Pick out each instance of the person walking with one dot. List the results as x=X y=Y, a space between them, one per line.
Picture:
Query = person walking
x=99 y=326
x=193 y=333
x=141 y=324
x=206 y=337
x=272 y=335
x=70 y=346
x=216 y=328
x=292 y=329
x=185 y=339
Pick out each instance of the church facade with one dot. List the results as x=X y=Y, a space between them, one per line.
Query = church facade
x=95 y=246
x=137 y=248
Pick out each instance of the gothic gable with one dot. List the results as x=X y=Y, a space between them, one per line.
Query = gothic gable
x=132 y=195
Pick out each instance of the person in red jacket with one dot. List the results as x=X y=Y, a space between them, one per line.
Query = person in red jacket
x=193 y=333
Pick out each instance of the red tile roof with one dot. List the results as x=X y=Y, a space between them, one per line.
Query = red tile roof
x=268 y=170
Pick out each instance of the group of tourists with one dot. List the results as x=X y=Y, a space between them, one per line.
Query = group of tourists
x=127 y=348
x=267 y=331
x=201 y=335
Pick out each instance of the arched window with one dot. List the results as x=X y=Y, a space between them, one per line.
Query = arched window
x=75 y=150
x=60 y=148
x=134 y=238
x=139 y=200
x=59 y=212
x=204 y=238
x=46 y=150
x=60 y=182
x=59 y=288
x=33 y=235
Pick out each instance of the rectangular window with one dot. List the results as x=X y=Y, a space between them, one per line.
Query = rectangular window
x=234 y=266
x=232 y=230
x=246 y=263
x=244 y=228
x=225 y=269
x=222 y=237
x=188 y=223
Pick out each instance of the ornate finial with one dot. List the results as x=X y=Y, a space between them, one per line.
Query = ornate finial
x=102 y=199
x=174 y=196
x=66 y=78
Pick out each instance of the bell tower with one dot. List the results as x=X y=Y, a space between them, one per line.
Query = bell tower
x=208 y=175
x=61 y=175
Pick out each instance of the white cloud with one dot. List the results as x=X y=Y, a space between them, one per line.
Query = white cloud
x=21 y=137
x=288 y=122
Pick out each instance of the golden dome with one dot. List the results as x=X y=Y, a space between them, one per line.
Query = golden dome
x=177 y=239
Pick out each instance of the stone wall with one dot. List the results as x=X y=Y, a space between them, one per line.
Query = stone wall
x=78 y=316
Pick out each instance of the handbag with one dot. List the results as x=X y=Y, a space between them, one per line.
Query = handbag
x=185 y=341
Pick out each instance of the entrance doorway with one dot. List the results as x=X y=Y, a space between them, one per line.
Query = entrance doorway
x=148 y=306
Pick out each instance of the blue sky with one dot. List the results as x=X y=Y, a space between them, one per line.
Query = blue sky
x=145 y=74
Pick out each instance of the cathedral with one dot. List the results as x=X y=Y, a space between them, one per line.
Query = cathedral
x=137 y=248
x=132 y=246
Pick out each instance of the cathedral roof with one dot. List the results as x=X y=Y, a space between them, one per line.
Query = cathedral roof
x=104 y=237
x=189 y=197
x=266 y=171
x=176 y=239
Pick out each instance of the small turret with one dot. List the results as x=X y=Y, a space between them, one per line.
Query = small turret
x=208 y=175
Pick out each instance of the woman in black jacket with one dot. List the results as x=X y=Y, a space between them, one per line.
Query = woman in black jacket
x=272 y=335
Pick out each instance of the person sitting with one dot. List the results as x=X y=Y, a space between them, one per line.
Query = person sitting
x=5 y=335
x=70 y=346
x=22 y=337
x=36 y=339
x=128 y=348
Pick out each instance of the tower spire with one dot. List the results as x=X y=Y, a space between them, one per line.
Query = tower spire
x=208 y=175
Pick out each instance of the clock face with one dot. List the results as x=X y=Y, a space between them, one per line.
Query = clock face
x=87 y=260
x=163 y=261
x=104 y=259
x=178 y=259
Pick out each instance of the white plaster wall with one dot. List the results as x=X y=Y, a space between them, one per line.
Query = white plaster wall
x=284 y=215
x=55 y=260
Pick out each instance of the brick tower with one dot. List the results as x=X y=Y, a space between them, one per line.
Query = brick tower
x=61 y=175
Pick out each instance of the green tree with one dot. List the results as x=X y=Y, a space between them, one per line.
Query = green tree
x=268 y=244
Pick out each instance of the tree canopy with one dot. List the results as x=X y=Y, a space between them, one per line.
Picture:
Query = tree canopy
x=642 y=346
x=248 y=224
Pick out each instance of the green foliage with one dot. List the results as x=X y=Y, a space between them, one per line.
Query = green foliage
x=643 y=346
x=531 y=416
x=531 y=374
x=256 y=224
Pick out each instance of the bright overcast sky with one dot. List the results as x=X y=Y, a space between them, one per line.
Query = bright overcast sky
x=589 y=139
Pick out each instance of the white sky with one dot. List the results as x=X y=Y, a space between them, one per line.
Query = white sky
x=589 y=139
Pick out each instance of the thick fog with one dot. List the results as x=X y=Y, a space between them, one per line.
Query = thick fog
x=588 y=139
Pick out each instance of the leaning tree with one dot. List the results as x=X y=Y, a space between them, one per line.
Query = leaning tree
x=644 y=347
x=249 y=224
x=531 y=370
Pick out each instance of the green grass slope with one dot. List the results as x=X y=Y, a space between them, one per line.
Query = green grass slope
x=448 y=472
= = =
→ **What you should do**
Rewrite every line of the records, switching "Pick out" to "Mark" and changing nothing else.

→ **Solution to this task**
Mark each instance of the person walking with one dot. List the results as x=X y=Y, a space between them, one per line.
Picture:
Query = person walking
x=99 y=326
x=193 y=333
x=141 y=324
x=206 y=337
x=272 y=335
x=70 y=346
x=216 y=328
x=292 y=329
x=185 y=339
Mark each instance of the church facade with one dot. List the results as x=X y=Y, a space between them, one per line.
Query = church facade
x=95 y=246
x=137 y=248
Mark each instance of the gothic gable with one dot. List the results as x=X y=Y, a space between them, one per line.
Query = gothic gable
x=132 y=195
Mark each instance of the person in red jacket with one dot. List the results as x=X y=Y, a space between them, one per line.
Query = person in red jacket
x=193 y=333
Mark each instance of the red tile roof with one dot. List the results as x=X y=Y, a space between them, one per line.
Query = red tile roof
x=268 y=170
Mark each instance of the group of tourists with one dot. List the results as x=X y=Y, a space between them, one per line.
Query = group of tourists
x=127 y=348
x=267 y=331
x=201 y=335
Mark each instance of the arched window with one dot. List the results as x=X y=Y, a space between them, one per line.
Query = arched window
x=75 y=150
x=60 y=148
x=134 y=238
x=139 y=200
x=59 y=212
x=204 y=238
x=46 y=150
x=60 y=182
x=59 y=288
x=33 y=235
Mark each instance of the rectangular window with one dot. List the results as x=X y=Y, a space between them, one per line.
Query = rectangular window
x=234 y=266
x=232 y=230
x=246 y=263
x=244 y=228
x=225 y=269
x=222 y=237
x=188 y=223
Mark each instance of the ornate finial with one dot. List the results as x=X y=Y, a space between them, one per line.
Query = ornate finial
x=102 y=199
x=174 y=196
x=66 y=78
Mark each instance of the bell tower with one dot. List the results as x=X y=Y, a space between them, one per line.
Query = bell tower
x=208 y=175
x=61 y=175
Mark each instance of the white cloud with one dot. List the results as x=X y=Y, a space between them, one per line.
Query = white cloud
x=21 y=137
x=288 y=122
Mark each instance of the golden dome with one dot. List the results as x=X y=Y, a space between them, one per line.
Query = golden dome
x=177 y=239
Mark each instance of the stone wall with one dot. List the results as x=X y=Y, a space between them, one per line.
Query = stone wall
x=78 y=316
Mark each instance of the handbag with one dot. List the results as x=X y=Y, a space between them, one per line.
Query = handbag
x=185 y=341
Mark each instance of the entrance doorway with one dot. List the results as x=X y=Y, a space between them, one per line.
Query = entrance doorway
x=148 y=306
Mark each instance of the blue sky with one dot. List the results as x=X y=Y, a space between them, one per line.
Query = blue sky
x=145 y=74
Mark each instance of the cathedral with one dot. List the results as x=X y=Y, a space between them, one per line.
Query = cathedral
x=137 y=248
x=132 y=246
Mark each instance of the cathedral roof with one dot. List the results as x=X y=Y, a space between them, one per line.
Query = cathedral roof
x=104 y=237
x=189 y=197
x=266 y=171
x=176 y=239
Mark each instance of the small turret with one dot. List the results as x=X y=Y, a space between them, one per line.
Query = small turret
x=208 y=175
Mark each instance of the woman in black jacket with one dot. List the results as x=X y=Y, a space between them, one per line.
Query = woman in black jacket
x=272 y=335
Mark each instance of the person sitting with one dot. List the results as x=X y=Y, a space between them, one per line.
Query = person sitting
x=5 y=335
x=70 y=346
x=22 y=337
x=36 y=339
x=128 y=348
Mark each instance of the tower spire with one dot. List the results as x=X y=Y, a space between them, one per line.
Query = tower spire
x=208 y=175
Mark each instance of the clock face with one dot. List the results as x=X y=Y, a space between them, one per line.
Query = clock face
x=87 y=260
x=163 y=261
x=104 y=259
x=178 y=259
Mark each instance of the white plaster wall with one dot. List the results as x=X y=Y, a space between them, one per line.
Query = white plaster wall
x=284 y=215
x=55 y=260
Mark each instance of the brick tower with one dot. List the results as x=X y=Y, a space between them, one per line.
Query = brick tower
x=61 y=175
Mark each instance of the green tree with one dot. List the results as x=X y=Y, a space between them, one per line.
Query = green tree
x=268 y=244
Mark each instance of the tree canopy with one dot. List the results as x=X y=Y, a space between them, one per line.
Picture:
Query = tree canopy
x=642 y=346
x=248 y=224
Mark each instance of the green foliage with one dot. List the results as x=X y=Y, a space between them, one per line.
Query = green foliage
x=643 y=346
x=531 y=416
x=531 y=374
x=256 y=224
Mark each instance of the bright overcast sky with one dot. List the results as x=X y=Y, a space between them, one per line.
Query = bright overcast sky
x=589 y=139
Mark each instance of the white sky with one dot. List the results as x=X y=Y, a space between them, one per line.
Query = white sky
x=589 y=139
Mark each instance of the thick fog with one dot. List the results as x=X y=Y, a space between them, one per line.
Query = thick fog
x=588 y=139
Mark each instance of the leaning tree with one dot. List the results as x=X y=Y, a space between them, one per line.
Query = leaning tree
x=644 y=347
x=249 y=224
x=531 y=370
Mark each instance of the green grass slope with one dot. List the results as x=X y=Y, a space between them, one per line.
Query = green grass slope
x=448 y=472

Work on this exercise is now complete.